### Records

......

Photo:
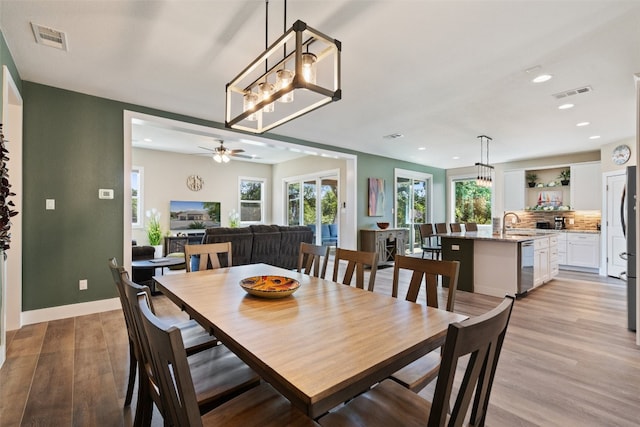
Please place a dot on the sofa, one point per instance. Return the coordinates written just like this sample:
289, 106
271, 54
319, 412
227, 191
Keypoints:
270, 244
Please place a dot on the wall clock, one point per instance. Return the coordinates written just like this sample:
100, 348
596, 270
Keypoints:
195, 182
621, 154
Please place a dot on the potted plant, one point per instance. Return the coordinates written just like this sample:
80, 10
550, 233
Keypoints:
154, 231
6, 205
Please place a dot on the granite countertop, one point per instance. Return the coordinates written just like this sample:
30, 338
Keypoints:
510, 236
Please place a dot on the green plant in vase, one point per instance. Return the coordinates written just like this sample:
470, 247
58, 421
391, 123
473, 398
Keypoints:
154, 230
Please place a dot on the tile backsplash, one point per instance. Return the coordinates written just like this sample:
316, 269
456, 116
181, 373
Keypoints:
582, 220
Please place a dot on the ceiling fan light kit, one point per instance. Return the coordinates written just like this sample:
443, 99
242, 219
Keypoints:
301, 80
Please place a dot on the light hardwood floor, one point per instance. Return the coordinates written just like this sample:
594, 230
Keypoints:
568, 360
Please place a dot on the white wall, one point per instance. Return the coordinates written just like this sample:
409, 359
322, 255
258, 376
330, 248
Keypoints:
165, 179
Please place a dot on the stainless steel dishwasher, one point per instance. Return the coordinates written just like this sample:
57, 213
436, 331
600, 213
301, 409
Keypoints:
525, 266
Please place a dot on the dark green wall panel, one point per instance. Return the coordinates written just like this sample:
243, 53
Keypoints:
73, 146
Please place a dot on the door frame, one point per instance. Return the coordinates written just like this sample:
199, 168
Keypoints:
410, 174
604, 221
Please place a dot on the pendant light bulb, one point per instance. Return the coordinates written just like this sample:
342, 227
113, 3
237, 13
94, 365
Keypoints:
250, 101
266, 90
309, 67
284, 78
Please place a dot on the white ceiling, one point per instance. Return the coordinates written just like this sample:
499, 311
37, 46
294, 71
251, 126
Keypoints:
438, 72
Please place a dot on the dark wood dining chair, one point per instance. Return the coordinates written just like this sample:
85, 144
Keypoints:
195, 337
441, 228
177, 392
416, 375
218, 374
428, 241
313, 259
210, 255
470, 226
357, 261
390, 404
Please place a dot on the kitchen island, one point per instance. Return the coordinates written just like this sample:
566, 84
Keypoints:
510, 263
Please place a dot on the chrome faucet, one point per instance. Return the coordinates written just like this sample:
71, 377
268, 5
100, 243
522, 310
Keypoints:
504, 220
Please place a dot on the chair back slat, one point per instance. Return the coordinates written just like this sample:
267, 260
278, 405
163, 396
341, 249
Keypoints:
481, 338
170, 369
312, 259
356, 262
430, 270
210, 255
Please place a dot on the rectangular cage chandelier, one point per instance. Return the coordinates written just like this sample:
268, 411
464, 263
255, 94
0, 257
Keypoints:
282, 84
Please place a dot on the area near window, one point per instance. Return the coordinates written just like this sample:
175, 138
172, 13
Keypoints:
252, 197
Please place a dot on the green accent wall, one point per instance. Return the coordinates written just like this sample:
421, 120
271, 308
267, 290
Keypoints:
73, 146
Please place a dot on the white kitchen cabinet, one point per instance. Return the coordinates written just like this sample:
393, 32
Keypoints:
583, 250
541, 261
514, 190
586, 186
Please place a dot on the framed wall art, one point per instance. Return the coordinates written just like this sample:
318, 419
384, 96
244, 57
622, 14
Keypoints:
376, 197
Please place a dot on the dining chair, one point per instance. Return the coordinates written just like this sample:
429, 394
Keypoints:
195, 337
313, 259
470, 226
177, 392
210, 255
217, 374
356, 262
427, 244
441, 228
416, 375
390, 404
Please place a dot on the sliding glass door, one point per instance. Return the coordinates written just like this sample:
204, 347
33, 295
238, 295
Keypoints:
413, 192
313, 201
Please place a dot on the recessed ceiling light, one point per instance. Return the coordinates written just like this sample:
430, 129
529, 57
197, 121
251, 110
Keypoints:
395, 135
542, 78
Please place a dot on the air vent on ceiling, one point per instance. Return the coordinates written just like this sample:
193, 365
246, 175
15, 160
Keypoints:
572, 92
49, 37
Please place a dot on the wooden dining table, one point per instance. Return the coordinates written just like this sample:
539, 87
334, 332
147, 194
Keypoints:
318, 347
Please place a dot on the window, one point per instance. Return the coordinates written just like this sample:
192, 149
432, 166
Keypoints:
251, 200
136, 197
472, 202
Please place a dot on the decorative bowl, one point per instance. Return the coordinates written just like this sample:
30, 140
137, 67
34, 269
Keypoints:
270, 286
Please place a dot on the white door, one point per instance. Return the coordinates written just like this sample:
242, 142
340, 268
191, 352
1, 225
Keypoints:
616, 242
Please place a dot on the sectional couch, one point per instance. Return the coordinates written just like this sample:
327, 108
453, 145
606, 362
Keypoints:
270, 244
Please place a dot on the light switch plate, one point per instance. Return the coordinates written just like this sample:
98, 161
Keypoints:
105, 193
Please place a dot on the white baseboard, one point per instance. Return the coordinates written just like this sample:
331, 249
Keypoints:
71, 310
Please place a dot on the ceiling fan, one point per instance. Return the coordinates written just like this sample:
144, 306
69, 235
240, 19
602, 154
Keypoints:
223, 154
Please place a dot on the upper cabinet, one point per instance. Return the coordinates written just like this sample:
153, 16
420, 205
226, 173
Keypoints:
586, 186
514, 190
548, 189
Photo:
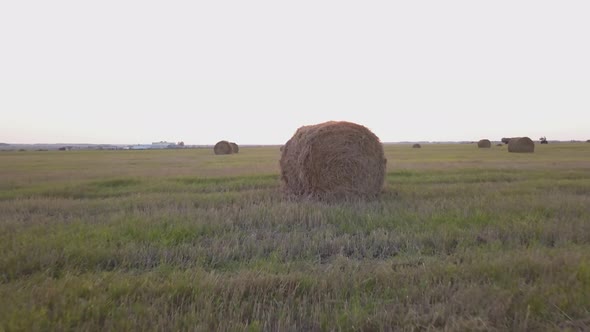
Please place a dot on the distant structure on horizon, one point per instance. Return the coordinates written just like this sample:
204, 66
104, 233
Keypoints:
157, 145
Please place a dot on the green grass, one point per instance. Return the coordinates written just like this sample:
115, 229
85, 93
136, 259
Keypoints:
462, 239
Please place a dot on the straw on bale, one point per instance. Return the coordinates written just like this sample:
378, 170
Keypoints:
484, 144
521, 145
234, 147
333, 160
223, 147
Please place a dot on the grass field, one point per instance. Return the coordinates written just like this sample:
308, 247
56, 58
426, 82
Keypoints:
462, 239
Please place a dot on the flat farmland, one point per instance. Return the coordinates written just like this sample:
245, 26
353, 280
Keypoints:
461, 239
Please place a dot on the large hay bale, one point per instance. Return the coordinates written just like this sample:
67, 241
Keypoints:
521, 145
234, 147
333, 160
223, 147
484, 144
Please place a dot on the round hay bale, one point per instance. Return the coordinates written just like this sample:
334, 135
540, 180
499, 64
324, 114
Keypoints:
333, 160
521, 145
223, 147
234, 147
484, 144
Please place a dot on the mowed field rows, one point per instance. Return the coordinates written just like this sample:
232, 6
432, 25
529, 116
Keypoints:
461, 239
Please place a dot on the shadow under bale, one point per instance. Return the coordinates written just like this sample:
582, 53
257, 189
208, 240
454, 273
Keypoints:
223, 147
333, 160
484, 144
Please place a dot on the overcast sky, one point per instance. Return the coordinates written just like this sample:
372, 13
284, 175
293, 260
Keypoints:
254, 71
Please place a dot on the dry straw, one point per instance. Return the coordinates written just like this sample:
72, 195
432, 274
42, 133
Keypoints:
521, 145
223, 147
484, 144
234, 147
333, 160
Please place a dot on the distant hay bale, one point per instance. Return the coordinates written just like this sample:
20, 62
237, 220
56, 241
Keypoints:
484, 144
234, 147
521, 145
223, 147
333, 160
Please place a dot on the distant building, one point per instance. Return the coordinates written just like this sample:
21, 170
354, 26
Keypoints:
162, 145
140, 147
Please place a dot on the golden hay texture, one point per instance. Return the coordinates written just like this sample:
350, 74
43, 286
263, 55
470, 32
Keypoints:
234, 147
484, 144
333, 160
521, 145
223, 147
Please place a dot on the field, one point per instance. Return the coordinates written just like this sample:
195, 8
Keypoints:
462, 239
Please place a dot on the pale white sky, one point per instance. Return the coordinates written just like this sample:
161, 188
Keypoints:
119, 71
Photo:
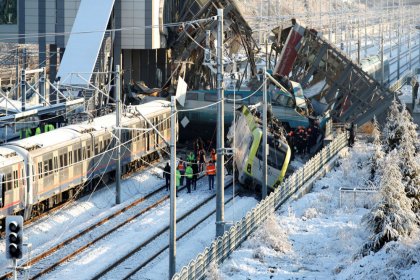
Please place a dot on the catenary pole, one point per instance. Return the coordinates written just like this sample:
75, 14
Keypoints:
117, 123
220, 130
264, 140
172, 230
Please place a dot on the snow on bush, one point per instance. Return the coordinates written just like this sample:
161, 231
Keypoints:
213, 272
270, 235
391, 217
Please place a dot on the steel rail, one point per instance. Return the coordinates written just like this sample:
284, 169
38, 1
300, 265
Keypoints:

......

### PROBLEM TO SOLVE
Write out verbatim the lines from the one containing "Please place a dot on the golden" through the end of the records, both ends included. Leave the pictures out.

### WRITTEN ANSWER
Please place a dot on the golden hay texture, one point per instance. Return the coordinates written just like this sample:
350, 74
43, 286
263, 55
470, 32
Keypoints:
234, 147
484, 144
333, 160
521, 145
223, 147
Please place a dot on the field, one point per instance. Return the coordinates written just like this sample:
195, 8
Keypoints:
462, 239
Please place a dot on the pale white sky, one point per instance. Return the coordinates written just like this sample:
161, 188
Keypoints:
119, 71
Photo:
Please place a dot on the catenary pole, one point per instance. Return the coordinates written just like this sample:
75, 14
Keypoints:
117, 123
220, 130
264, 140
172, 230
Please place a dot on the snow on bush, one point per instance. Return the coordinates written just like this sample:
161, 231
Keypoints:
213, 272
270, 235
391, 217
Please place a dot on the steel rail, one point per instance. Return the coordinates written just like this sample:
284, 169
38, 1
300, 265
Keypoints:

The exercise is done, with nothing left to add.